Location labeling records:
** BEGIN **
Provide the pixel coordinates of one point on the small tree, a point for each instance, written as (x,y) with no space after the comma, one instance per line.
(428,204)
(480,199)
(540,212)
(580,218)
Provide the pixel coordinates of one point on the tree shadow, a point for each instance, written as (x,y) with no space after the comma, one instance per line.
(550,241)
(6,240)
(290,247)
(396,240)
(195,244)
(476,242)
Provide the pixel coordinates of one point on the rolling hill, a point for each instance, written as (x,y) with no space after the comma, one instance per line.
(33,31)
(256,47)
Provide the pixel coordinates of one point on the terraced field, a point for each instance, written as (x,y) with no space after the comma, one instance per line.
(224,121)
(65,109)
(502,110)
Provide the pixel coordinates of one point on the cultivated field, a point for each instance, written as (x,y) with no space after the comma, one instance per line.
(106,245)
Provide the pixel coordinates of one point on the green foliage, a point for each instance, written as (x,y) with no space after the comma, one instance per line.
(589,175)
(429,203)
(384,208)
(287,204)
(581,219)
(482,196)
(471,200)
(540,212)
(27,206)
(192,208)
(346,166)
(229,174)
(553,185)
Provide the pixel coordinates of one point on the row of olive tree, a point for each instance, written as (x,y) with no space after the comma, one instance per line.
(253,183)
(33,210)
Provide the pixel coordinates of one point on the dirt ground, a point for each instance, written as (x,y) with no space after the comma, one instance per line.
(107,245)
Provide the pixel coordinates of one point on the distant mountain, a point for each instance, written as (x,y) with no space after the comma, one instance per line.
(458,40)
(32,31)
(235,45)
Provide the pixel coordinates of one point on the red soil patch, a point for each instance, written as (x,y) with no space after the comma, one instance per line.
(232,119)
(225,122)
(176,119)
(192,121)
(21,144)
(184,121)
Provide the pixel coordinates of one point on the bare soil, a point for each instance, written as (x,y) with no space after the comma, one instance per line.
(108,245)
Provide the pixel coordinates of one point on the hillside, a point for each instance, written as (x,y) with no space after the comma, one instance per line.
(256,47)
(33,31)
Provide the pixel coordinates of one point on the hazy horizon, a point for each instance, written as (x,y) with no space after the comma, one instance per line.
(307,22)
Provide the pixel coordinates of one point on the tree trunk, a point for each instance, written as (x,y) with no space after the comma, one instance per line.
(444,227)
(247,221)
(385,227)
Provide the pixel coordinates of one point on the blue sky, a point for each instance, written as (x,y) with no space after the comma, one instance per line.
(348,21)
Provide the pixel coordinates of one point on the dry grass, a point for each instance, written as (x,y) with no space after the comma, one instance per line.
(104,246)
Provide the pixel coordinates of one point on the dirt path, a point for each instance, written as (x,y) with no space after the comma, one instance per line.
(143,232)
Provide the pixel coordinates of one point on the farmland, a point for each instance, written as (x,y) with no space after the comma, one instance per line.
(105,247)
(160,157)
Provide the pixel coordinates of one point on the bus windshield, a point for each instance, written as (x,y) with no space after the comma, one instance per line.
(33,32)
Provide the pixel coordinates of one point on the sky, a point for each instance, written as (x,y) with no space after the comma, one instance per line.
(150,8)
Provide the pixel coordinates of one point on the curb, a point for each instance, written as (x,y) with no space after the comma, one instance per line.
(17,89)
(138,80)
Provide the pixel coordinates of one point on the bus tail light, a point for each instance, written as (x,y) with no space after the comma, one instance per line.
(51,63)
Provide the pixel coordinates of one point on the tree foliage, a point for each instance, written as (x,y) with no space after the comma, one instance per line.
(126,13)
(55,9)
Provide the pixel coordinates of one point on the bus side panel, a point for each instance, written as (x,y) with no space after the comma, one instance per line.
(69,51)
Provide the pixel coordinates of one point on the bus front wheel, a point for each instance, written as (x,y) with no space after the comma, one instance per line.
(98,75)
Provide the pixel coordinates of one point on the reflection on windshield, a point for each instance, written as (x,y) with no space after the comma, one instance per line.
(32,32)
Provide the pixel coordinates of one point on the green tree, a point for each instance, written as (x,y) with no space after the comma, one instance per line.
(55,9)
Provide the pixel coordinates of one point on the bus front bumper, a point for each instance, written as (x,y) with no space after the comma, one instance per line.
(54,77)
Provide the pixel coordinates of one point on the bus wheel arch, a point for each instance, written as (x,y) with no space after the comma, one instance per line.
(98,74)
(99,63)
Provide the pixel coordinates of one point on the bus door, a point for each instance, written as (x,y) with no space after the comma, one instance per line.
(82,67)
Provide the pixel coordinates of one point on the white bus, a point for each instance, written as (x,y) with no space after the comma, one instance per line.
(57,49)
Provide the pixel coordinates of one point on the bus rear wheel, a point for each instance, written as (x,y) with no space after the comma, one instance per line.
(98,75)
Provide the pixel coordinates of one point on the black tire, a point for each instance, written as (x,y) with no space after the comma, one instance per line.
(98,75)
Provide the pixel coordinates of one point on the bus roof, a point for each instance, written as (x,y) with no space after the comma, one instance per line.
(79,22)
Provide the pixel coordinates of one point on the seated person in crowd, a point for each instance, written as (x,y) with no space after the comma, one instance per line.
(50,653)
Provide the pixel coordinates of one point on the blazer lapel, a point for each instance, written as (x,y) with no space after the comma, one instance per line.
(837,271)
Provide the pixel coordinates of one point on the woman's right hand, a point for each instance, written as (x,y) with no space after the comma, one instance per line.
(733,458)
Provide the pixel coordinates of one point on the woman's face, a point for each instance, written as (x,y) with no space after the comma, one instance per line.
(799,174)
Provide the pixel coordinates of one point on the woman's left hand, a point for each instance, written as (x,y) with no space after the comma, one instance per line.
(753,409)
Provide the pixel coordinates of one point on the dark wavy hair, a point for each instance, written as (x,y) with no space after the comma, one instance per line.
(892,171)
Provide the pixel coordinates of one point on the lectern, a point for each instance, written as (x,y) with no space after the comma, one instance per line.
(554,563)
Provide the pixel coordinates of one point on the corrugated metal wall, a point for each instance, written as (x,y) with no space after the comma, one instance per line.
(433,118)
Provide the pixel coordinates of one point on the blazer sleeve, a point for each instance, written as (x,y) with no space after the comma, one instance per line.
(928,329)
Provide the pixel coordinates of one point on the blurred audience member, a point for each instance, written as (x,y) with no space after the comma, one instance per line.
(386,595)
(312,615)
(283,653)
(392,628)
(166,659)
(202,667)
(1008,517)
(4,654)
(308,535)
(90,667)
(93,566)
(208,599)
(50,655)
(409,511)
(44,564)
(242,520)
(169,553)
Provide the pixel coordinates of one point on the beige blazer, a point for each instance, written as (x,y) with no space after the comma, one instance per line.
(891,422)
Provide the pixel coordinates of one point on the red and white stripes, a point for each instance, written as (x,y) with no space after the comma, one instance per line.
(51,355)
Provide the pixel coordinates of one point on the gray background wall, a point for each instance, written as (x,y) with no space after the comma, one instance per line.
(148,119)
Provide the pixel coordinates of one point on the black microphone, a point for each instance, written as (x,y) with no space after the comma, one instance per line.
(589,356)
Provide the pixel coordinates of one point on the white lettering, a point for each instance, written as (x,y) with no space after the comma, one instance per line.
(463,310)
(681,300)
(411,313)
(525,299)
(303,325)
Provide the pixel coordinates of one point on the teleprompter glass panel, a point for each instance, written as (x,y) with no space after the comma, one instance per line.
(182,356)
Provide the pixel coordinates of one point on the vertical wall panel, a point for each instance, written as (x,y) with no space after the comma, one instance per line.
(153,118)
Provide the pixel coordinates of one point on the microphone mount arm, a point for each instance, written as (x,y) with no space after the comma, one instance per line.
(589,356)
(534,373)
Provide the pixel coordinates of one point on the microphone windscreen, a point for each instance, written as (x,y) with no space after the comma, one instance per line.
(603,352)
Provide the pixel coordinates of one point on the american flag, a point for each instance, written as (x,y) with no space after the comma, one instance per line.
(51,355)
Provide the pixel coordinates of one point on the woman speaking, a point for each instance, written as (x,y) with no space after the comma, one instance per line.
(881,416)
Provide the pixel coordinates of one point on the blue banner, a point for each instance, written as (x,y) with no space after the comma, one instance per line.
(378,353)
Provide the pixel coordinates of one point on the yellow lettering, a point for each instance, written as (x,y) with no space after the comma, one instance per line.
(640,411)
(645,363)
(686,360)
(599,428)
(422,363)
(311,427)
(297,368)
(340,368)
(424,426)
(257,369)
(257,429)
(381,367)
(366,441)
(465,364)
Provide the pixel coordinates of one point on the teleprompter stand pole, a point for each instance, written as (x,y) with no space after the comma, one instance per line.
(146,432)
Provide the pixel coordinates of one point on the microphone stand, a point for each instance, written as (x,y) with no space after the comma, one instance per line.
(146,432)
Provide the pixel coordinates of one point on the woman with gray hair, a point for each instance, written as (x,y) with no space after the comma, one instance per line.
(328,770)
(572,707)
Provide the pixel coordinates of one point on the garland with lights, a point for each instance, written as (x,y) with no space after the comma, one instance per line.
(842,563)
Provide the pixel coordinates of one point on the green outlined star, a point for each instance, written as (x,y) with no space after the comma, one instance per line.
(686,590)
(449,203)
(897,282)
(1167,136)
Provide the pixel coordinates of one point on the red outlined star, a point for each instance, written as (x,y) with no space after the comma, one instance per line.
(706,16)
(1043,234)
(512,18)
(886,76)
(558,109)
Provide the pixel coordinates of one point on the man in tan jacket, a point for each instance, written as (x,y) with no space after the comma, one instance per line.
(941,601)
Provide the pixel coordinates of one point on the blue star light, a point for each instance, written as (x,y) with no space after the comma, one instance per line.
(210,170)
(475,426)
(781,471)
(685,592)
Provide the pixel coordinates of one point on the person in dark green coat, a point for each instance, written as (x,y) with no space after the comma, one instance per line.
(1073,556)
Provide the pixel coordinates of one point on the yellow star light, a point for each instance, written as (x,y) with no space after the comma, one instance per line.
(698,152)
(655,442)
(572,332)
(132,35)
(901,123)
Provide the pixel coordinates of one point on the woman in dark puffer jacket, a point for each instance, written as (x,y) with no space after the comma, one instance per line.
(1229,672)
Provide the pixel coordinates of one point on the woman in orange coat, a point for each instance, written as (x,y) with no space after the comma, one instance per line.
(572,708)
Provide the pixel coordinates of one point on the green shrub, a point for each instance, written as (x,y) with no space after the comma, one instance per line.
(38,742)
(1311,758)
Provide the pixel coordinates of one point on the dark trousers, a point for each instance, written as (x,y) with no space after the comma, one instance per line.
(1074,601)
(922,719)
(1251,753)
** END **
**The exercise**
Reproduce exactly the lines from the one containing "woman in orange" through the last line of the records above, including both, and nothing else.

**Answer for the task**
Provide the pixel coordinates of one point on the woman in orange coat, a point for each instance, written as (x,y) with no space after the comma, one instance per line.
(572,708)
Provide the pixel coordinates of one point on the green shrub, a point for each instance, written as (x,y) with no space after the comma, one instance per line.
(38,742)
(1311,758)
Provide the pixel coordinates of one point on the dark trousers, a point for each instance, written as (x,y) with no space after the comma, one instance per line.
(1074,601)
(922,719)
(1251,753)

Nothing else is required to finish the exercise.